Aim of the task: Show all lines from the records below in which the string "returns" is present.

Dataset items
:::

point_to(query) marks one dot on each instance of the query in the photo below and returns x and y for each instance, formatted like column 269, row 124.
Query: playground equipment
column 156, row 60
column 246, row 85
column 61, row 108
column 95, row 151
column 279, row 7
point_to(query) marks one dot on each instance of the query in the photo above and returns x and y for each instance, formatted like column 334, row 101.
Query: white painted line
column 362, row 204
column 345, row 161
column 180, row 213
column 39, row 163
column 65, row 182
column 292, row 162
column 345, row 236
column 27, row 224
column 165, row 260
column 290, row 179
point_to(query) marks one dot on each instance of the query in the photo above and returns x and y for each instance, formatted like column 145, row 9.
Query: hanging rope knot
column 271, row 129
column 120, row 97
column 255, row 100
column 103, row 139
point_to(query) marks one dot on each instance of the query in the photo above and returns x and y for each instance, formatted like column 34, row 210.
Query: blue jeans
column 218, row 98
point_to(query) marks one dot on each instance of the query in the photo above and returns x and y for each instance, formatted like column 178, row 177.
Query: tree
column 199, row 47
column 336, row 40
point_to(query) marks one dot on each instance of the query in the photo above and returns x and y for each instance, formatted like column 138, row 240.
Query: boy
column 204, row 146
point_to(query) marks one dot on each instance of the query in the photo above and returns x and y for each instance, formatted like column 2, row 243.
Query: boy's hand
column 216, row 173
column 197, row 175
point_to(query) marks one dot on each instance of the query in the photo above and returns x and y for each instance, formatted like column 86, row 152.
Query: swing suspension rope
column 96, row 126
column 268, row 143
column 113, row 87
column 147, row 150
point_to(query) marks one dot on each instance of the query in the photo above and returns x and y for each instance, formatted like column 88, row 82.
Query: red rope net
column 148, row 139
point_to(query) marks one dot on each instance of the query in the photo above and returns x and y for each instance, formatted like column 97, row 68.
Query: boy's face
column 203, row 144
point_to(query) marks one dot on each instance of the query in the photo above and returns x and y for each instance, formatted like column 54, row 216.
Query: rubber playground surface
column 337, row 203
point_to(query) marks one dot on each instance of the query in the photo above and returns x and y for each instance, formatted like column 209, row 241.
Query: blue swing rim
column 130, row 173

:::

Reply to the task:
point_to(query) marks one dot on each instance of the query in the photo below and returns x and y for each instance, formatted like column 269, row 124.
point_to(query) marks one dot on each instance of the query in the photo above and returns x and y for each instance, formatted like column 334, row 101.
point_to(query) marks one dot on each instance of the query in the photo above and returns x and y for each instance, formatted like column 145, row 9.
point_to(query) marks one dot on each instance of the query in the photo above and returns x and y for each instance, formatted like column 34, row 210.
point_to(query) marks one dot on each instance of the query in the photo above and returns x and y for each instance, formatted like column 178, row 177.
point_to(query) marks one dot on each instance of the query in the photo above and returns x and y for each instance, formatted like column 138, row 240.
point_to(query) marks one dot on each instance of the query in the photo above and returns x and y for each instance, formatted like column 2, row 243.
point_to(query) marks one dot on each instance of the query in the photo above and returns x and y for each instance, formatted like column 86, row 152.
point_to(query) marks one dot on each instance of the query in the photo above and returns x and y for each instance, formatted like column 88, row 82.
point_to(query) marks one dot on each instance of the query in the photo above and returns x and y for each instance, formatted like column 97, row 68.
point_to(query) marks one dot on each instance of the query in the photo above and returns x and y for each instance, formatted like column 54, row 216.
point_to(query) marks one dot on each instance of the query in the photo above and returns x and y for each instance, formatted like column 209, row 241.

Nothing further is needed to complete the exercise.